***** Data listing

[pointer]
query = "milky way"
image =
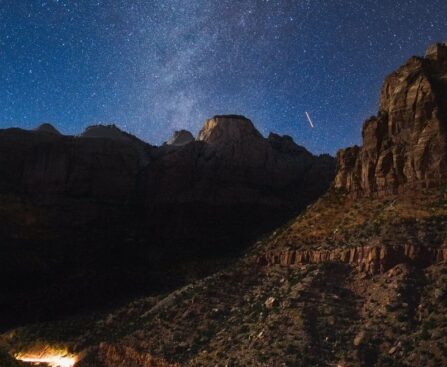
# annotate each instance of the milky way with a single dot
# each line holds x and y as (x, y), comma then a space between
(155, 66)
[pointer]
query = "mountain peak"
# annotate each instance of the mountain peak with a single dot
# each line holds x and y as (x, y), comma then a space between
(228, 128)
(47, 128)
(180, 137)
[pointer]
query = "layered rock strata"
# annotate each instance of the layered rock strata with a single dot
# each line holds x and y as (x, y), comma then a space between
(370, 259)
(405, 145)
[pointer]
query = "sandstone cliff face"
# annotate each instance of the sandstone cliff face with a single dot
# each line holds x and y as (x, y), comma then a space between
(405, 145)
(180, 137)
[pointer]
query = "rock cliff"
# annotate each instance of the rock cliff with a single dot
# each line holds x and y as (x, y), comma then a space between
(180, 137)
(405, 145)
(114, 214)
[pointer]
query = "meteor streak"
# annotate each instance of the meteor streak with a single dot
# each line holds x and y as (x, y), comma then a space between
(310, 120)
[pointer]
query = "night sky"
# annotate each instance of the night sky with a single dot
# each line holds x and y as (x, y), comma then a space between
(153, 67)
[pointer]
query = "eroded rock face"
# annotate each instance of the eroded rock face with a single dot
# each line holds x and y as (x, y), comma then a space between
(405, 145)
(371, 259)
(180, 137)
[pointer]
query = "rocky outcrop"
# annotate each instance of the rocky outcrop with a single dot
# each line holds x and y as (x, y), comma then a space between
(112, 213)
(371, 259)
(180, 137)
(47, 128)
(113, 355)
(405, 145)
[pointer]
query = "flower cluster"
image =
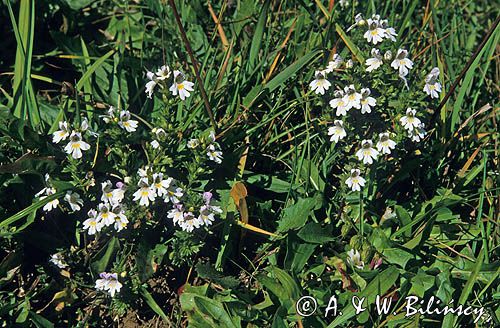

**********

◆ **Your task**
Recopy the whole listing above precisely, excluding images.

◆ **The answer**
[pointer]
query = "milky way"
image =
# annotate each instance of the milky way with a single dot
# each line holds x and y as (x, y), comma then a space between
(155, 66)
[pointer]
query = "mountain peak"
# annotate each instance of the mountain peak with a single dot
# each line holds x and y as (x, y), comma then a space between
(228, 128)
(47, 128)
(180, 137)
[pointer]
query = "layered rock strata"
# annotate each instance of the layered rock strata with a single dot
# each line holds x and y as (x, y), comma then a space between
(370, 259)
(405, 145)
[pointer]
query = "sandstone cliff face"
# annotate each instance of the sandstone cliff face with a single dot
# each line holds x and y as (x, y), comma then a space between
(405, 145)
(180, 137)
[pointer]
query = "rock cliff"
# annotate each instance of the rock cliff with a single dot
# each line holds x and y as (x, y), comma then a space between
(180, 137)
(405, 145)
(114, 214)
[pointer]
query = "meteor streak"
# annotate each instance of the meteor streak with a single dot
# each line holds x and y as (x, y), comma then a space between
(310, 120)
[pointer]
query = "night sky"
# annotate each instance of the night sky with a single dot
# each line holds x and y as (x, y), comma then a space between
(153, 67)
[pointer]
query = "eroded rock face"
# annotate each instance of the eroded rock face with a single dot
# each line holds x and y as (x, y), comma then a space between
(405, 145)
(371, 259)
(180, 137)
[pointer]
query = "rocky outcrop"
# annotate each instance of the rocky outcrop with a single dot
# each line holds x and y as (x, y), comma then a space between
(112, 213)
(371, 259)
(180, 137)
(47, 128)
(113, 355)
(405, 145)
[pointer]
query = "flower cluster"
image =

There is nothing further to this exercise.